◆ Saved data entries
= = = = = = =
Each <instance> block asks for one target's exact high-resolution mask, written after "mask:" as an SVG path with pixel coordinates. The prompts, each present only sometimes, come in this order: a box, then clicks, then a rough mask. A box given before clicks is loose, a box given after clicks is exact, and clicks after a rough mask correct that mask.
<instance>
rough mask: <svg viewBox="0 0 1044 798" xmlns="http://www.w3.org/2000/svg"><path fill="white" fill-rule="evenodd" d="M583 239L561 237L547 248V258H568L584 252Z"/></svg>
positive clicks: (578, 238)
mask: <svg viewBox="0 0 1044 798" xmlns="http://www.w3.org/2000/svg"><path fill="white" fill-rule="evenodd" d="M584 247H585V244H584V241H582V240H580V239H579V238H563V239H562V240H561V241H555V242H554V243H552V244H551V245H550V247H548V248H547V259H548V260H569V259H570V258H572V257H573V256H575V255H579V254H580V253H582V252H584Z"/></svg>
= = = = = = =
◆ Assignment
Each entry, exactly as written, should be set down once more.

◆ Solved exercise
Each <instance> block asks for one target's exact high-resolution mask, written after "mask:" as an SVG path with pixel coordinates. The prompts, each present only sometimes, come in this order: a box, then clicks, then a rough mask. A box given before clicks is loose, a box given after clicks is exact, and clicks after a rough mask correct that mask.
<instance>
rough mask: <svg viewBox="0 0 1044 798" xmlns="http://www.w3.org/2000/svg"><path fill="white" fill-rule="evenodd" d="M583 239L561 237L547 248V258H568L584 252Z"/></svg>
positive clicks: (578, 238)
mask: <svg viewBox="0 0 1044 798" xmlns="http://www.w3.org/2000/svg"><path fill="white" fill-rule="evenodd" d="M584 247H585V244H584V241H582V240H580V239H579V238H563V239H562V240H561V241H555V242H554V243H552V244H551V245H550V247H548V248H547V259H548V260H569V259H570V258H572V257H573V256H575V255H579V254H580V253H582V252H584Z"/></svg>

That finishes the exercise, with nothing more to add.